*** Opening of Provided material ***
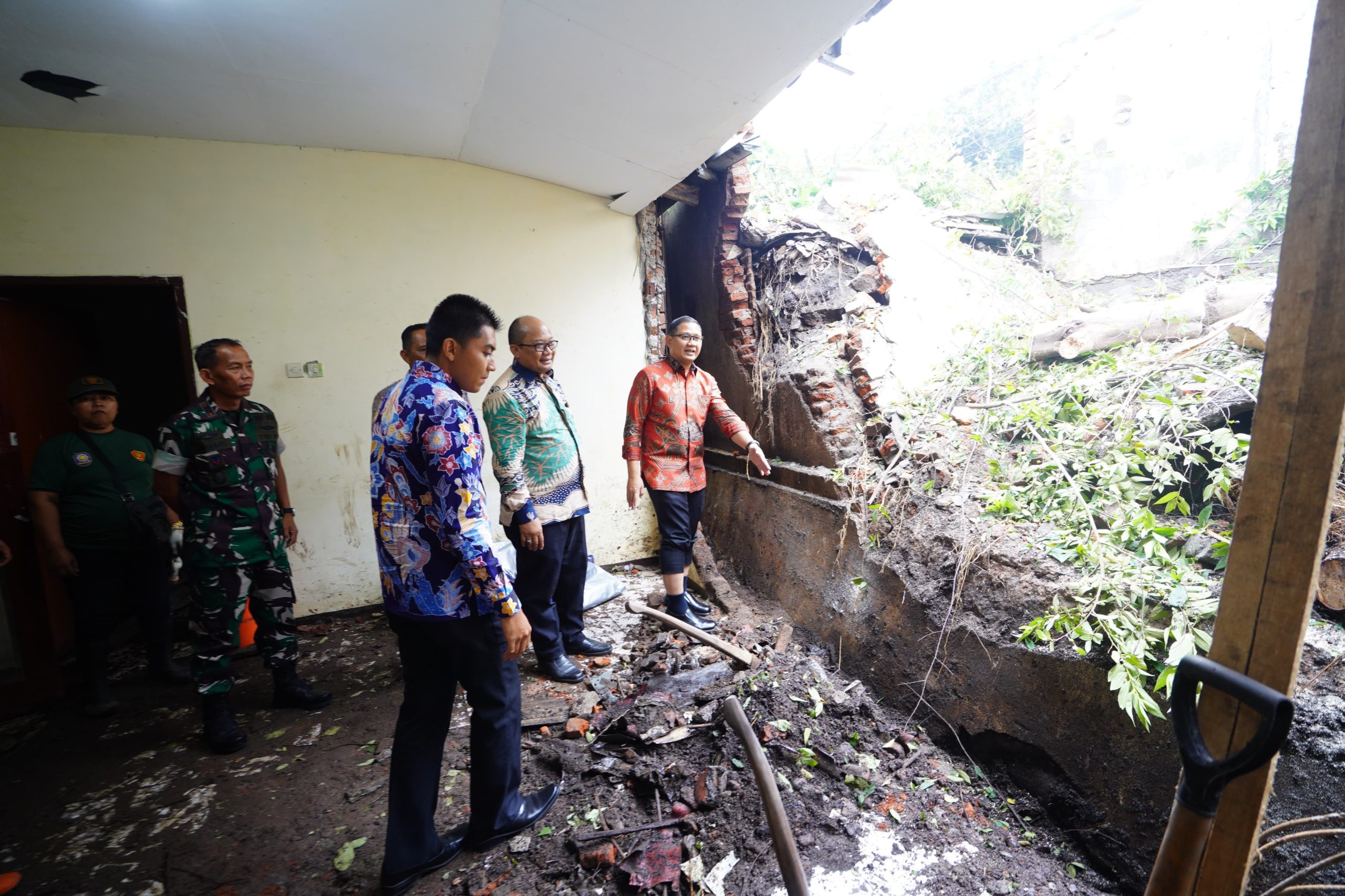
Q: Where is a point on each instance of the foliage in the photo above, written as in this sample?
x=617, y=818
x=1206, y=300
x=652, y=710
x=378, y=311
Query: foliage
x=1262, y=224
x=1108, y=452
x=965, y=161
x=783, y=181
*** Close of Provided material ***
> _Problem statement_:
Give back each entry exactly as it appears, with no pictures.

> _Solution to the problem_:
Q: Where is a point on each instance of the foliage in the photo above, written as in this sample?
x=617, y=818
x=1206, y=300
x=652, y=710
x=378, y=311
Query: foliage
x=1262, y=224
x=1108, y=452
x=965, y=161
x=783, y=181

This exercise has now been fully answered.